### WHAT IS BEING ASKED
Render the lines below as a Markdown table with the columns "No." and "Text," starting at the line containing "In this picture, where can the hill be" and ending at the line containing "point(131, 59)", both included. Number each line in sequence, omit blank lines, and include no other lines.

- - -

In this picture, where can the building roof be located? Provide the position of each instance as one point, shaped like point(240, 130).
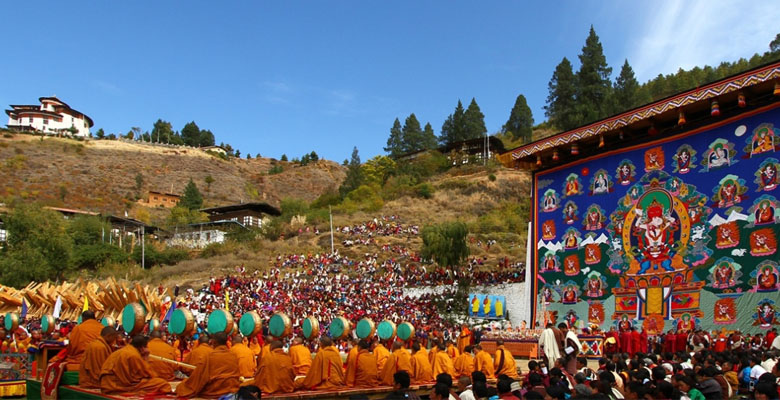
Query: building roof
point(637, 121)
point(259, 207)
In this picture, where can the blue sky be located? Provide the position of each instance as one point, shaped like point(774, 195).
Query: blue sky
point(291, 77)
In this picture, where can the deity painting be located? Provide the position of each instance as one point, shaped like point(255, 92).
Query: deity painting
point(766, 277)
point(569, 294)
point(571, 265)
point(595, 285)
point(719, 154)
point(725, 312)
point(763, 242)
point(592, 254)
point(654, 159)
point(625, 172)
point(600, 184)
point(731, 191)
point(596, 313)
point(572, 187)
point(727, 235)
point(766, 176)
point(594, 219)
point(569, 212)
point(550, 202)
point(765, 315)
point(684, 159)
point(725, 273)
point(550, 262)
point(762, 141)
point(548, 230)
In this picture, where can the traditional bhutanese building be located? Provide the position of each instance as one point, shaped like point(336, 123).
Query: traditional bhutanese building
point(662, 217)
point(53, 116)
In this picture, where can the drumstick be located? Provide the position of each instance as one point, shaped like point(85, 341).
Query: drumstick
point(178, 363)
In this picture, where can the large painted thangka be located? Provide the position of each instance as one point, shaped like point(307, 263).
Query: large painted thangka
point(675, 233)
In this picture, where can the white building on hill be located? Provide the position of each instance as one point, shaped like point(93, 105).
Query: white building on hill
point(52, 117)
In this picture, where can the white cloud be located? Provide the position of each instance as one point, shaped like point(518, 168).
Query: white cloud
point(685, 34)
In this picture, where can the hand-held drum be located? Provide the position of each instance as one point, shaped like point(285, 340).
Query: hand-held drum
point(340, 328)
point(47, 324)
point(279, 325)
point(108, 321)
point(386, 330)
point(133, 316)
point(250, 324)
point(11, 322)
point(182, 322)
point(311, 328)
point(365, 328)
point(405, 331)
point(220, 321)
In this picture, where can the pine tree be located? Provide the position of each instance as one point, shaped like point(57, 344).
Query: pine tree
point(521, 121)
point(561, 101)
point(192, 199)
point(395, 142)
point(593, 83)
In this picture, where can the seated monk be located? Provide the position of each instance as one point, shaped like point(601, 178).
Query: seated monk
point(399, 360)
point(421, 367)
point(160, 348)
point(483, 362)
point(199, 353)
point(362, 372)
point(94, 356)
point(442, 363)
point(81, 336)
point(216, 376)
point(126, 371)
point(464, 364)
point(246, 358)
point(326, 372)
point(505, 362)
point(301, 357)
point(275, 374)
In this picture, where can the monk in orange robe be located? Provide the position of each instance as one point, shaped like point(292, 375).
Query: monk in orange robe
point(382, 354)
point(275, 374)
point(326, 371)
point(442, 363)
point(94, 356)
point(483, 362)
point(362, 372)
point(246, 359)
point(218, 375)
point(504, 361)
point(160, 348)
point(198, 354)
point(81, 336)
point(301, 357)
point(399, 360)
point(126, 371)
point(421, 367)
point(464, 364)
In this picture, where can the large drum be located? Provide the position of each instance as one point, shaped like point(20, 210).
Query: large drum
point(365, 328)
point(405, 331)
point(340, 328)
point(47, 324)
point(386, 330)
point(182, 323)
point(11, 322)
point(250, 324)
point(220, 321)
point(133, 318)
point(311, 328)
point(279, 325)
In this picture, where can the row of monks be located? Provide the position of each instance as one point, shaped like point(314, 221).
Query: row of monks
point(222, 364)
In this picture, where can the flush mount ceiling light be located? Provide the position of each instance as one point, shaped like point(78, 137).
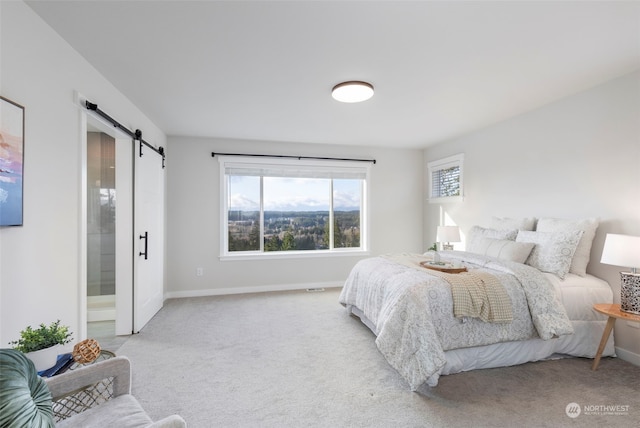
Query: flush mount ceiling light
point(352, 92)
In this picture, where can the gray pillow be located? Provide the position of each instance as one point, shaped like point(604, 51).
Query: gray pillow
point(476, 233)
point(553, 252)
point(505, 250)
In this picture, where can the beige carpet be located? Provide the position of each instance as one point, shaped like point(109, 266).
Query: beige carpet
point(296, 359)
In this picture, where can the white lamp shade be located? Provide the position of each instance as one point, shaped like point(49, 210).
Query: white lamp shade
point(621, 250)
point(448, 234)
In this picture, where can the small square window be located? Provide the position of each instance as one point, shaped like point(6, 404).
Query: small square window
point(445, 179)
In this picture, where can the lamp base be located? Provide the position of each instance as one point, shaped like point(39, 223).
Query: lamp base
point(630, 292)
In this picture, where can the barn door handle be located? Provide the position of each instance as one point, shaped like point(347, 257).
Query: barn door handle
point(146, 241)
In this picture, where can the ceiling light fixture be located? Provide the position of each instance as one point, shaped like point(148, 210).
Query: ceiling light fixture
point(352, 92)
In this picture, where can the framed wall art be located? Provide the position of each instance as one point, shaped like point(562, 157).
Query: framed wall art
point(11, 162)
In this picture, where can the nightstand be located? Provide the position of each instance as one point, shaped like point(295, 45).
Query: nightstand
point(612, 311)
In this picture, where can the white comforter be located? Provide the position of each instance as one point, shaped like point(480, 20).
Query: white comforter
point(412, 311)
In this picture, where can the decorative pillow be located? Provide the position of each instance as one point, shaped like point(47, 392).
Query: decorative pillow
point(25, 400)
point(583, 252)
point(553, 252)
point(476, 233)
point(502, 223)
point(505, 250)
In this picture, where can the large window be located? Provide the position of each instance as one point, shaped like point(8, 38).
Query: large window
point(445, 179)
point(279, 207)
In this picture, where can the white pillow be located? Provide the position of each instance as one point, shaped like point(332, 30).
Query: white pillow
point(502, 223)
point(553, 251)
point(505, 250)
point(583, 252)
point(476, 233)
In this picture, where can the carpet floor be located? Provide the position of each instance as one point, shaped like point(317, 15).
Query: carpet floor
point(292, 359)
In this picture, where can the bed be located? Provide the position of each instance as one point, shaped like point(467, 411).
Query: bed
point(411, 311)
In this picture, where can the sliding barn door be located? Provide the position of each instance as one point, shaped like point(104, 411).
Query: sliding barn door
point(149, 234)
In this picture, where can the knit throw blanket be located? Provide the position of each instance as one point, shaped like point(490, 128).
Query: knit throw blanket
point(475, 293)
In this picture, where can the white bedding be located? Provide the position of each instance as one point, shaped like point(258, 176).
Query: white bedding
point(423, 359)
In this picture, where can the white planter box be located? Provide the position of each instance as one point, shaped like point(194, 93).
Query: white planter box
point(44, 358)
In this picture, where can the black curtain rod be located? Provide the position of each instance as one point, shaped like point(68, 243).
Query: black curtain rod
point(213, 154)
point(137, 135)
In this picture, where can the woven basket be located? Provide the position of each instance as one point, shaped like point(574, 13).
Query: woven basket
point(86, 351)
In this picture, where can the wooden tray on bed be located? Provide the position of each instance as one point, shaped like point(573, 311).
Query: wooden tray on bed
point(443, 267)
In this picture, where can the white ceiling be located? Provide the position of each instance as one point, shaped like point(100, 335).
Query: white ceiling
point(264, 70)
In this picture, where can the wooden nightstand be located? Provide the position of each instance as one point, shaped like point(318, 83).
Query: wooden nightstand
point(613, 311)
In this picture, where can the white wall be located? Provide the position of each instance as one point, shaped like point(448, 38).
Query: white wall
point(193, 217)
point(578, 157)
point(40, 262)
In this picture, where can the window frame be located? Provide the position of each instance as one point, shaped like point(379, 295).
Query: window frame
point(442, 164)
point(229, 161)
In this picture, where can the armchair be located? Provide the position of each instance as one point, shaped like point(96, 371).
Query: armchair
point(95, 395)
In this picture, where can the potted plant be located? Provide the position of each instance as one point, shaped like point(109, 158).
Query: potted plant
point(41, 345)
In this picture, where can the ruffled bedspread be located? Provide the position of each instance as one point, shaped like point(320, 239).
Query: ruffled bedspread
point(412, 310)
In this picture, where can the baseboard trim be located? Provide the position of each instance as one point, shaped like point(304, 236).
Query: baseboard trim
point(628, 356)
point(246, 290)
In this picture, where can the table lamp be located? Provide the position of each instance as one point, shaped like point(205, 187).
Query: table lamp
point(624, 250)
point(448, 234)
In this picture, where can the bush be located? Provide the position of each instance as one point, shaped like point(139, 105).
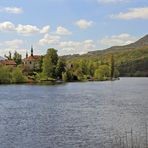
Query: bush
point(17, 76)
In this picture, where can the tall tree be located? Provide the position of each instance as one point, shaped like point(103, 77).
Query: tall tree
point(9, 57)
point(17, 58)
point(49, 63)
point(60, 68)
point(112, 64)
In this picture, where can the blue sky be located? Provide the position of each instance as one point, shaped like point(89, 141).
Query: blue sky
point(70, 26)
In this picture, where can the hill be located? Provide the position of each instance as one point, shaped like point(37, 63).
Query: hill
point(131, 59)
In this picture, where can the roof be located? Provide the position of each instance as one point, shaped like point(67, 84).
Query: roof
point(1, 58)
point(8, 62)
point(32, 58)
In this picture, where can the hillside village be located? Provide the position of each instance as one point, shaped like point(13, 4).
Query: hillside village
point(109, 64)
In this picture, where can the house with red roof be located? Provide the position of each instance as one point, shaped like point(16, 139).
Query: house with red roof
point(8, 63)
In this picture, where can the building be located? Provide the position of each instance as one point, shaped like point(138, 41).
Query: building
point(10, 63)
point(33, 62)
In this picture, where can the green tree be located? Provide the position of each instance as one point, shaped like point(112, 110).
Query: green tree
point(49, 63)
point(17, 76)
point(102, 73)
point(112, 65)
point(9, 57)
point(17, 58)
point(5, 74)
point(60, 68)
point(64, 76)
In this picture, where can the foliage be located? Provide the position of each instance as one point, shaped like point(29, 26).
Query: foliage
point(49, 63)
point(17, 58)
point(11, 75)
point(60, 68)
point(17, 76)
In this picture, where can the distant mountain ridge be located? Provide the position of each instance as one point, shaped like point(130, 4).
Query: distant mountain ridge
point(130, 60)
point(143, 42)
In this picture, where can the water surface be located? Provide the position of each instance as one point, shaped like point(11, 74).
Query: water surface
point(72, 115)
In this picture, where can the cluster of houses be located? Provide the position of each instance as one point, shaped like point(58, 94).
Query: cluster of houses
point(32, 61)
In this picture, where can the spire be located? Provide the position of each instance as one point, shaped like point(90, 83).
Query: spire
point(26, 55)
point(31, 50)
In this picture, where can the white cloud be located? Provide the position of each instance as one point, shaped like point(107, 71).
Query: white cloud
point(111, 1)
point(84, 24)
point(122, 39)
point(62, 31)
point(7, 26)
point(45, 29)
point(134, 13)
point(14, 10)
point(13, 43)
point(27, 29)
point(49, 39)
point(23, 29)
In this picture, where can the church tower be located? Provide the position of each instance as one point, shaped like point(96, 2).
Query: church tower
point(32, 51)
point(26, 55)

- - -

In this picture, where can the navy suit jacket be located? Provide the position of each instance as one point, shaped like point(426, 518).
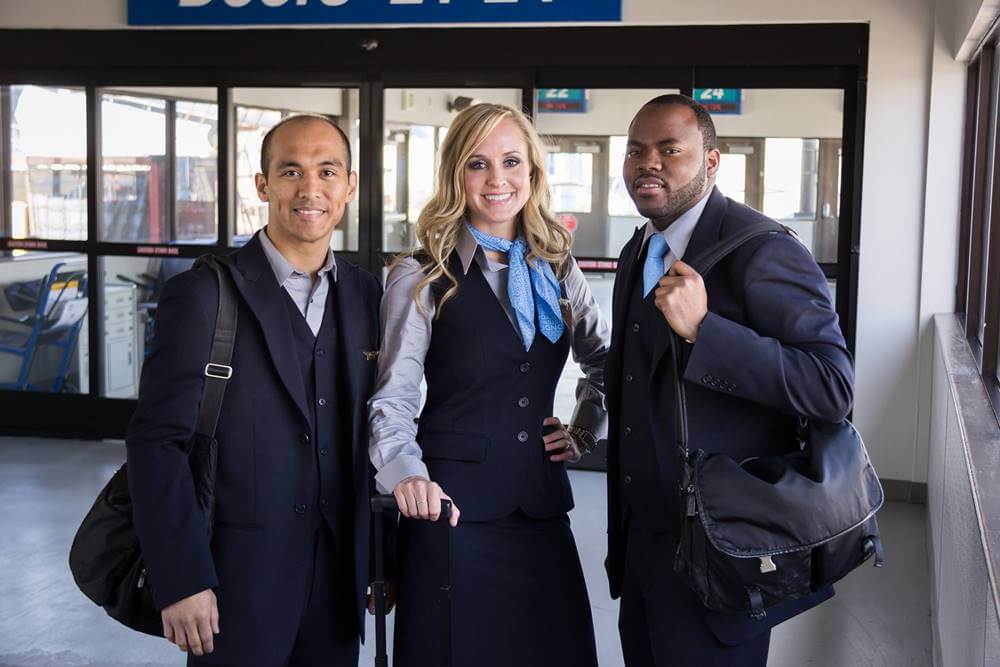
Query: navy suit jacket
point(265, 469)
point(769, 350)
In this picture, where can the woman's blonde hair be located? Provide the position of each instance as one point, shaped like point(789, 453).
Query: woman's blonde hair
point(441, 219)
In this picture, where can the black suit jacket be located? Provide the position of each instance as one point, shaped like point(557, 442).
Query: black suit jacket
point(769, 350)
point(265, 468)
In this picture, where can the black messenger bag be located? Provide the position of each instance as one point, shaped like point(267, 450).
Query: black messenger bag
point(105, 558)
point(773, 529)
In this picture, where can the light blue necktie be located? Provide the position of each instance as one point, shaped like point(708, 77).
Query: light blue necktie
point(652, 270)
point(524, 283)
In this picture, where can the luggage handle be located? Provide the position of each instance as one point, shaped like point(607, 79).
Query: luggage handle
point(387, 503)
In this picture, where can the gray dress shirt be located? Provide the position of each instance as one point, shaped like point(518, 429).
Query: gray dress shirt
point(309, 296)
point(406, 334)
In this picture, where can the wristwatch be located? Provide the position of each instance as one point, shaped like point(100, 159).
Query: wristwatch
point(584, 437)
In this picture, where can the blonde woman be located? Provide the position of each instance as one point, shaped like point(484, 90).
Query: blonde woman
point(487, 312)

- - -

### REPLY TO THE TASK
| No. | Text |
|---|---|
| 1 | In this picture, where can the hill be located? Provide the position of each instance as one point, shaped like point(37, 63). |
| 2 | Query: hill |
| 3 | point(131, 59) |